**Goal of the exercise**: Continue the text on documenting source code, picking up after its final line.

## begin Passage given

Why is something not good

  • Document decisions and problems
  • Keep alternatives in the code
  • GIT is helpful but most people don't care
  • This is for the future
  • This is for new programmers
  • This is for the team

private static long getInitValue()
{
    long initValue = System.currentTimeMillis();

    // modify the init value for each user thread
    // when in a load test
    if (Session.getCurrent().isLoadTest())
    {
        final String userId = Thread.currentThread().getName();

        // String.hashCode() is not good enough -> #2890
        // final long hashCode = userId.hashCode();

        // use CRC32 instead, but square the result to extend
        // the range to 64 bits
        long hashCode = Hashing.crc32()
                            .hashUnencodedChars(userId)
                            .padToLong();
        hashCode = hashCode * hashCode;

        initValue += hashCode;
    }

    return initValue;
}

Duplication can be good

  • Duplicated code can be good
  • Duplicated functionality is ok
  • Makes implementations simplier
  • Removes dependencies
  • Can make code more efficient
  • This is not a general rule

/**
 * Simple hash map implementation taken from here
 * https://github.com/mikvor/hashmapTest/blob/master/src/main/java/map/objobj/ObjObjMap.java
 * No concrete license specified at the source. The project is public domain.
 *
 * Not thread-safe!
 *
 * Null support was removed.
 *
 * @since 7.0.0
 */
public class FastHashMap<K, V>
{
    ...
}
    

Source of Knowledge

State where things are coming from

  • State your sources
  • Make things understandable
  • Extend documentation
  • Support legal
  • Give credit
  • Enhance trust
  • Important for security

/**
 * Returns the next pseudorandom, Gaussian ("normally") distributed
 * {@code double} value with mean {@code 0.0} and standard
 * deviation {@code 1.0} from this random number generator's sequence.
 ...

## end Passage given
## begin Raw records

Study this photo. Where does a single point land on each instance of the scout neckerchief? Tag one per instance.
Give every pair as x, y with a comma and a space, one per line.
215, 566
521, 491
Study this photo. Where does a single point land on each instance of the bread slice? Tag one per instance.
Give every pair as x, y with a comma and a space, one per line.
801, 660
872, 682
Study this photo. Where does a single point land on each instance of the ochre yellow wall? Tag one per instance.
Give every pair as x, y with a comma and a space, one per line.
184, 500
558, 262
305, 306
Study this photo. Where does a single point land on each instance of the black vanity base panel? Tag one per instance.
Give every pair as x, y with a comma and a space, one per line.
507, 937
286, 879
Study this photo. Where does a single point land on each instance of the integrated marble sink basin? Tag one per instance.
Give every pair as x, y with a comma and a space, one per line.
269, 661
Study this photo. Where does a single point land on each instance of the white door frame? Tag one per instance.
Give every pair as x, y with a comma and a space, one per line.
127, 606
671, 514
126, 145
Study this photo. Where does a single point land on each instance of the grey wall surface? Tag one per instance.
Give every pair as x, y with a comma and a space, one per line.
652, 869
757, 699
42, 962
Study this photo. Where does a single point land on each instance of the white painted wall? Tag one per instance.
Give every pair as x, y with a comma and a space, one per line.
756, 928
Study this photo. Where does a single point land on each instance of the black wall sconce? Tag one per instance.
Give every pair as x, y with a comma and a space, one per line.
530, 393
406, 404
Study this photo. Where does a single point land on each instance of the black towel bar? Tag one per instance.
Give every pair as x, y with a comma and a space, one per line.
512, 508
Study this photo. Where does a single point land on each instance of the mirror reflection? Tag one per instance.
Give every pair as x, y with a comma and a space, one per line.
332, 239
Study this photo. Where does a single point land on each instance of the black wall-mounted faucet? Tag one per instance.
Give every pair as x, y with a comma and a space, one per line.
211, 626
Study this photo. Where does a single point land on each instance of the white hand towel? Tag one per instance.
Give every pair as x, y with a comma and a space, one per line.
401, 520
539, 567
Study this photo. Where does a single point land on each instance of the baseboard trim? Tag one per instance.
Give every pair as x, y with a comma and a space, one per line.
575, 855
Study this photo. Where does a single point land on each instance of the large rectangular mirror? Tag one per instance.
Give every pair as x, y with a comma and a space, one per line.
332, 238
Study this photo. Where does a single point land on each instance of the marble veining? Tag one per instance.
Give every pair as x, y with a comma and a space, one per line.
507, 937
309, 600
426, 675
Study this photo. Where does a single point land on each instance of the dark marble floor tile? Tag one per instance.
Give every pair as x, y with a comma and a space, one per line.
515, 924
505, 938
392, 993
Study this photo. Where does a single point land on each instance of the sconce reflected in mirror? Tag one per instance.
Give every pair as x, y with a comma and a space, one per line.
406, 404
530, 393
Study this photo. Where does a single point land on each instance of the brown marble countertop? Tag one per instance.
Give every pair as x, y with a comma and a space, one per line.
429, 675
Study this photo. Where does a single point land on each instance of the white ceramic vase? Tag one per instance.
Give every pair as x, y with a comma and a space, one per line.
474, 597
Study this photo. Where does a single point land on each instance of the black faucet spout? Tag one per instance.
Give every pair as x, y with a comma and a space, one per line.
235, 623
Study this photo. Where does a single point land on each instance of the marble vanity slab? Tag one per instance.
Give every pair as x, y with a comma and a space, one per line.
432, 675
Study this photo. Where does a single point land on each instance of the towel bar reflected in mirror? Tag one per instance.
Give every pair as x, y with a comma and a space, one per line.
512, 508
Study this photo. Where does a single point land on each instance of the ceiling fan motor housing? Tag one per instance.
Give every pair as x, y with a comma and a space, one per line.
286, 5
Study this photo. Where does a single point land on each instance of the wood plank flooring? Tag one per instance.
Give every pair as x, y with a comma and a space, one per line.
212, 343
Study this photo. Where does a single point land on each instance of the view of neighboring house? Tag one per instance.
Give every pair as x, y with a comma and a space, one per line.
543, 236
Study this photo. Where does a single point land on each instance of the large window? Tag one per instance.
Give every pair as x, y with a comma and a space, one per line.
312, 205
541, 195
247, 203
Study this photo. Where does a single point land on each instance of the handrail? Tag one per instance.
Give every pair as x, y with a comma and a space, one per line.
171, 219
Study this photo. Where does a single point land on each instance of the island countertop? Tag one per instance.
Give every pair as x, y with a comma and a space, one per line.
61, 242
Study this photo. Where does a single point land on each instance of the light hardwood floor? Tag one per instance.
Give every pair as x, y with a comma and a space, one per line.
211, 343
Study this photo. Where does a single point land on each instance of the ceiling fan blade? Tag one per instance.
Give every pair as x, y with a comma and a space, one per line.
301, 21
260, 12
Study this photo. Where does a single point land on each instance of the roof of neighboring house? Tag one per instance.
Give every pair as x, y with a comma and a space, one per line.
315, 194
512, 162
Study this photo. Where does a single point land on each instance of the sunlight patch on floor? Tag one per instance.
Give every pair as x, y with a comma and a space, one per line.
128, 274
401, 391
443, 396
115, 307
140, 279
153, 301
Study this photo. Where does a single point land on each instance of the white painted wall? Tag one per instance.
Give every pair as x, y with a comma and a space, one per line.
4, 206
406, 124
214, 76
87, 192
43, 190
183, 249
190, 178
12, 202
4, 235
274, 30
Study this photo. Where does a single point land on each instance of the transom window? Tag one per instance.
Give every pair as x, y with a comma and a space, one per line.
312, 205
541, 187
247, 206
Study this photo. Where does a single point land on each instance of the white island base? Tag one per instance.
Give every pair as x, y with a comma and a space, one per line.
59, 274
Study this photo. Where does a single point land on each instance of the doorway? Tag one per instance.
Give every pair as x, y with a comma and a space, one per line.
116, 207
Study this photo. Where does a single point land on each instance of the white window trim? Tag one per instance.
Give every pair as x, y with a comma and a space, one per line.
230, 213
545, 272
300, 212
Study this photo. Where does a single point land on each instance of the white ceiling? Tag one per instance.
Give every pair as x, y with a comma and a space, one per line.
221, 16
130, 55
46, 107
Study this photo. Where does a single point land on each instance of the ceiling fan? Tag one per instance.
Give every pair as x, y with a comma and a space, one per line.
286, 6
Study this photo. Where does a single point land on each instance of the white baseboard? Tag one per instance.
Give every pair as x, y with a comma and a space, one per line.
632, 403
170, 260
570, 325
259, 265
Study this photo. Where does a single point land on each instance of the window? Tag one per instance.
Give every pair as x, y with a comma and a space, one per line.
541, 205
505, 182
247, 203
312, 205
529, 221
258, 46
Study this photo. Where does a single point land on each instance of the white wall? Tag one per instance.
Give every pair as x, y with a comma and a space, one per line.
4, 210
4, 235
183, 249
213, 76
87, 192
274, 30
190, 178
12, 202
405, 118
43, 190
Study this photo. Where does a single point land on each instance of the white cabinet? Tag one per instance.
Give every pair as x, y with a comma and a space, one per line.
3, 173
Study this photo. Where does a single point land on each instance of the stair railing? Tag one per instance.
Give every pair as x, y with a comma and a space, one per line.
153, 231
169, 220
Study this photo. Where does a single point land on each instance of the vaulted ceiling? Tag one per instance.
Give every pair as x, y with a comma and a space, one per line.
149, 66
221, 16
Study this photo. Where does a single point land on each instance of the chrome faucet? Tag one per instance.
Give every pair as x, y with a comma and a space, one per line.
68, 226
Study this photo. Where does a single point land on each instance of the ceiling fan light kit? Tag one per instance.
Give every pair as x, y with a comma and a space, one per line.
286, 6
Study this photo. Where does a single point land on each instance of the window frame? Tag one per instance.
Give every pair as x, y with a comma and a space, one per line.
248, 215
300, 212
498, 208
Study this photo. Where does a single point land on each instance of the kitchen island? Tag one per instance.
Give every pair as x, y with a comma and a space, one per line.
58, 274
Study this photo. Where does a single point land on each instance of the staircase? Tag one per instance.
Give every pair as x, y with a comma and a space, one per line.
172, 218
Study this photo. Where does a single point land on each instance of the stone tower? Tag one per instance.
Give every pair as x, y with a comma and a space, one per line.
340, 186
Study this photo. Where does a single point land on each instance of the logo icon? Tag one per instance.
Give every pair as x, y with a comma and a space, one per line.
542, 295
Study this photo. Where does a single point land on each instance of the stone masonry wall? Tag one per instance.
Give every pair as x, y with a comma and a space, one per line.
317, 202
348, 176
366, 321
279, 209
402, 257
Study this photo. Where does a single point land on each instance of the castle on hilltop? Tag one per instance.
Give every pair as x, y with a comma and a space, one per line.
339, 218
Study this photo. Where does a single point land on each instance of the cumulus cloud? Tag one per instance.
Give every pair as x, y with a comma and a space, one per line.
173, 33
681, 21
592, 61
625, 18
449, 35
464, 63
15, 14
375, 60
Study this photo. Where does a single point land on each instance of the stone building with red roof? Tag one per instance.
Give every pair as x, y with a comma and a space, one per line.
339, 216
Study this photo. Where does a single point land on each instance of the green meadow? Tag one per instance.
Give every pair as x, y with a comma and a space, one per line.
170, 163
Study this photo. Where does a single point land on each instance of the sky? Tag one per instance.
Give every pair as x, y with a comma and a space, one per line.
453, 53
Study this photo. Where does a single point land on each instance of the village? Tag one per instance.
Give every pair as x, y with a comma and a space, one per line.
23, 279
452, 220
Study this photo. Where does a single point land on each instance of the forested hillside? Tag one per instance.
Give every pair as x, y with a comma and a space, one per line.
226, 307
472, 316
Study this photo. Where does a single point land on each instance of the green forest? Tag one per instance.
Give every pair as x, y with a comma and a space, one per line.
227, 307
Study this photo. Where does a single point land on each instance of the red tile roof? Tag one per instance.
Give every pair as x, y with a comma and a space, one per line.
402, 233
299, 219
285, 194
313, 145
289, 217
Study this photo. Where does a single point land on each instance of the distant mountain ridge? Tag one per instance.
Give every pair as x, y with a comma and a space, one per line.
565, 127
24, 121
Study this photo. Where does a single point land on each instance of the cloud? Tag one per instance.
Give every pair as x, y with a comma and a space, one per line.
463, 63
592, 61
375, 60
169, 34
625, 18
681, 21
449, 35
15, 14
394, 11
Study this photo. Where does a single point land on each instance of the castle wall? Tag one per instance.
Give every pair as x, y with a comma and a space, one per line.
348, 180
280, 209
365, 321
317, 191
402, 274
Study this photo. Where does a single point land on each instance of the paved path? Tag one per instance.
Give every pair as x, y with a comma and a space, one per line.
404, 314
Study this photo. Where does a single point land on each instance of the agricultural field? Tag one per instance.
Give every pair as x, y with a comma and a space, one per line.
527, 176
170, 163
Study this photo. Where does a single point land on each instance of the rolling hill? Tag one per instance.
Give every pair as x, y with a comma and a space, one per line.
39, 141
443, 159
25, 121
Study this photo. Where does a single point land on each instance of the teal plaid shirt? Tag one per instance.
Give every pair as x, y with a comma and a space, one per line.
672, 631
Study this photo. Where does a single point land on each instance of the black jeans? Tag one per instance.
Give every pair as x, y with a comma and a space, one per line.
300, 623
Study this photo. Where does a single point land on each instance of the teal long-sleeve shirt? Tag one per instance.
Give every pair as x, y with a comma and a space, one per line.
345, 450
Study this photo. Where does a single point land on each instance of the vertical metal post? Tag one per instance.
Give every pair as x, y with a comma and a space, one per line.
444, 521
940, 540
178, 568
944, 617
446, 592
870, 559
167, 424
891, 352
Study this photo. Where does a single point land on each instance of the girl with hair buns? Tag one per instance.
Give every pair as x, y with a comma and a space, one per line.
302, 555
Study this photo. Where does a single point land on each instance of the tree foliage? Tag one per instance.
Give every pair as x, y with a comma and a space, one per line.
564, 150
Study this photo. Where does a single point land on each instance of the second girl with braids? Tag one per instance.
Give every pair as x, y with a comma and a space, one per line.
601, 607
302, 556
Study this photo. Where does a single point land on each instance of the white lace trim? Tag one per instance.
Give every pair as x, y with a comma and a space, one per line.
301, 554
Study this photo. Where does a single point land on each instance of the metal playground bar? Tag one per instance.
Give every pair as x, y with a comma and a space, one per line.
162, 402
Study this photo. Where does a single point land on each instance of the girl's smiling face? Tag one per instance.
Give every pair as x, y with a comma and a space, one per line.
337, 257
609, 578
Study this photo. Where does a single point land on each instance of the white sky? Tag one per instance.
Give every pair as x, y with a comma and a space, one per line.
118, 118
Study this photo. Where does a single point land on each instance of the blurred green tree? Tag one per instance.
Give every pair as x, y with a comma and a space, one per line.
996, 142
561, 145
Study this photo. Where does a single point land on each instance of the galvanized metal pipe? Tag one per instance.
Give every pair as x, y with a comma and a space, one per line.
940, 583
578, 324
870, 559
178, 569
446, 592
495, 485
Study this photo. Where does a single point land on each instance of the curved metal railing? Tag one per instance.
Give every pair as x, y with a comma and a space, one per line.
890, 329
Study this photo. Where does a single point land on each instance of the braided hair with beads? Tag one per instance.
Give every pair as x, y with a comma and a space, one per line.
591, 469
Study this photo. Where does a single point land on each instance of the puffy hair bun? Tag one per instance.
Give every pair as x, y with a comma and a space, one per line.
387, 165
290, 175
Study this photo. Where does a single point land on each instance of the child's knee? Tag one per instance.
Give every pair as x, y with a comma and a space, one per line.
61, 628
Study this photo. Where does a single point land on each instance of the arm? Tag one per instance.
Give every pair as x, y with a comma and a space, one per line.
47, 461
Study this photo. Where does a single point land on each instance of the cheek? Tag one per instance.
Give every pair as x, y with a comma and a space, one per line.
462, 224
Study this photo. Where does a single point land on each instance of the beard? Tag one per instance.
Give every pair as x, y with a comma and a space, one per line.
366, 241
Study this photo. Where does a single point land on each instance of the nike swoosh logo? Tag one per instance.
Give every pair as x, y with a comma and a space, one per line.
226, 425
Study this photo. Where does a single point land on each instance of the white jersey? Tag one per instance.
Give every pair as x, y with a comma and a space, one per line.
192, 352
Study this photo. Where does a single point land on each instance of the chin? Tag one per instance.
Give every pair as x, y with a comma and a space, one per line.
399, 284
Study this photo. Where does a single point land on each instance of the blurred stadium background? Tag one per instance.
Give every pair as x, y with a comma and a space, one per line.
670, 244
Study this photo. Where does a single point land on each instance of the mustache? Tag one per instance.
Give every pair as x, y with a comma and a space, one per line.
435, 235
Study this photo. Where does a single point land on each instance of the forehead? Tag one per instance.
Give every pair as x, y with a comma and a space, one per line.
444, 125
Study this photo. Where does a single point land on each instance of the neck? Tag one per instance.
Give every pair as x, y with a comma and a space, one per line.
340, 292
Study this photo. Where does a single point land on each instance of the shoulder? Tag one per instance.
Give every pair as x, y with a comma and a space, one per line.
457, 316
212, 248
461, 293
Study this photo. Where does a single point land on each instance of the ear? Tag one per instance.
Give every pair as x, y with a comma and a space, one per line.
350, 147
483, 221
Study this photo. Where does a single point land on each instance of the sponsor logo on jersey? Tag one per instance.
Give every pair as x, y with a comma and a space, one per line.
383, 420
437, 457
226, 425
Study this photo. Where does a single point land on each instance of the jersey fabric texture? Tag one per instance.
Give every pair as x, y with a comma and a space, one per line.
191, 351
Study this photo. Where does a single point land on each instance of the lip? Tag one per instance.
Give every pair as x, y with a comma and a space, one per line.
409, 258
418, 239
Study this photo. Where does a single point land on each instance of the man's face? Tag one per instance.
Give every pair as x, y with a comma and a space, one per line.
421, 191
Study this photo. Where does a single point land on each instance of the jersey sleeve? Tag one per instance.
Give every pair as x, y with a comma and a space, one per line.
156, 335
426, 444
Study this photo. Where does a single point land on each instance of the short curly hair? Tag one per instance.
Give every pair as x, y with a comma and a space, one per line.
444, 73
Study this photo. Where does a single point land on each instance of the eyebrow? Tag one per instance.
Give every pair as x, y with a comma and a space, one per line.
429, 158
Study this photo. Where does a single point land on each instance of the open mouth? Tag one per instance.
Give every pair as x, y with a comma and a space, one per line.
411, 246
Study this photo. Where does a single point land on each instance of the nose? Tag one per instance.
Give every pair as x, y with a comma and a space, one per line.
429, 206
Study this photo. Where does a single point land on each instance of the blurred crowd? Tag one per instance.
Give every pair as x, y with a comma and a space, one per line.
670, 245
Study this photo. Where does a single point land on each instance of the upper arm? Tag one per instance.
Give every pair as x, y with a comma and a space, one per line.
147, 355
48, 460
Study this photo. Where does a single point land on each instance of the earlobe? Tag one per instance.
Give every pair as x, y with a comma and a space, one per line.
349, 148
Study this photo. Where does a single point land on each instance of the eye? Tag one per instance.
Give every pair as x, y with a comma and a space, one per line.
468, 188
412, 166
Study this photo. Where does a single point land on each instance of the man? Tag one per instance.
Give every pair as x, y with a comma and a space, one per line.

## end Raw records

**The response**:
 * This uses the <i>polar method</i> of G. E. P. Box, M. E. Muller, and
 * G. Marsaglia, as described by Donald E. Knuth in <i>The Art of
 * Computer Programming</i>, Volume 2: <i>Seminumerical Algorithms</i>,
 * section 3.4.1, subsection C, algorithm P. Note that it generates two
 * independent values at the cost of only one call to {@code StrictMath.log}
 * and one call to {@code StrictMath.sqrt}.
 *
 * @return the next pseudorandom, Gaussian ("normally") distributed
 *         {@code double} value with mean {@code 0.0} and
 *         standard deviation {@code 1.0} from this random number
 *         generator's sequence
 */
public synchronized double nextGaussian() {
    // See Knuth, ACP, Section 3.4.1 Algorithm C.
    if (haveNextNextGaussian) {
        haveNextNextGaussian = false;
        return nextNextGaussian;
    } else {
        ...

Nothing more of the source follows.